### Supplied material

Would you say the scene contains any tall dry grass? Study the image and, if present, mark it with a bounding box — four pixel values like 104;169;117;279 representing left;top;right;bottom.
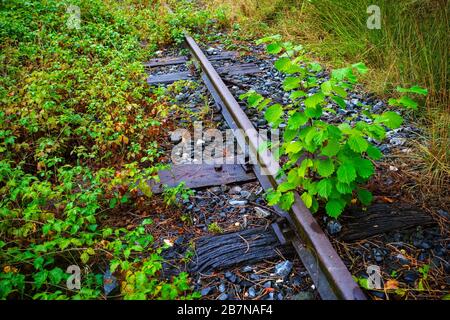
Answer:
204;0;450;198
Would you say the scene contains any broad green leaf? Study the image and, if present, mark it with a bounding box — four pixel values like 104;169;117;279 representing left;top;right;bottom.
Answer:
288;111;308;130
283;77;301;91
337;163;356;183
320;81;333;96
333;85;347;97
256;34;282;44
358;189;373;206
353;158;375;179
277;181;296;192
286;141;302;153
317;179;333;199
80;251;89;264
325;199;346;218
301;192;312;208
367;145;383;160
283;127;298;142
305;128;325;145
309;62;322;72
317;159;334;177
298;159;314;177
305;105;322;118
266;191;281;206
331;96;347;109
347;134;369;153
336;182;353;194
274;58;291;72
322;139;340;157
264;103;283;123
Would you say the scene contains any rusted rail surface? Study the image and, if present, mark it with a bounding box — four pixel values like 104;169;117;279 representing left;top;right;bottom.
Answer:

######

- [Goal] Rewrite the lines of the items starting with the line containing "Would you say the scene contains any broad" and going on through the line containing "336;182;353;194" as a Markdown table with the columns Row and Line, one numbered row per line and blank lines left out.

- [Exercise output]
| Row | Line |
|---|---|
| 1 | Would you say the scene contains any broad green leaf? Study the image and, if present, mark it with a bounding box — four pixel values like 104;169;117;279 representing left;top;right;bottom. |
| 2 | Answer: |
| 3 | 288;111;308;130 |
| 4 | 283;77;301;91 |
| 5 | 337;163;356;183 |
| 6 | 320;81;333;96 |
| 7 | 333;85;347;97 |
| 8 | 256;34;282;44 |
| 9 | 358;189;373;206 |
| 10 | 353;158;375;179 |
| 11 | 277;181;296;192 |
| 12 | 286;141;302;153 |
| 13 | 317;179;333;199 |
| 14 | 80;251;89;264 |
| 15 | 325;199;346;218 |
| 16 | 301;192;312;208 |
| 17 | 367;145;383;160 |
| 18 | 283;127;298;142 |
| 19 | 305;128;325;145 |
| 20 | 309;62;322;72 |
| 21 | 317;159;334;177 |
| 22 | 298;159;314;177 |
| 23 | 305;105;322;118 |
| 24 | 266;191;281;206 |
| 25 | 331;96;347;109 |
| 26 | 347;134;369;153 |
| 27 | 336;182;353;194 |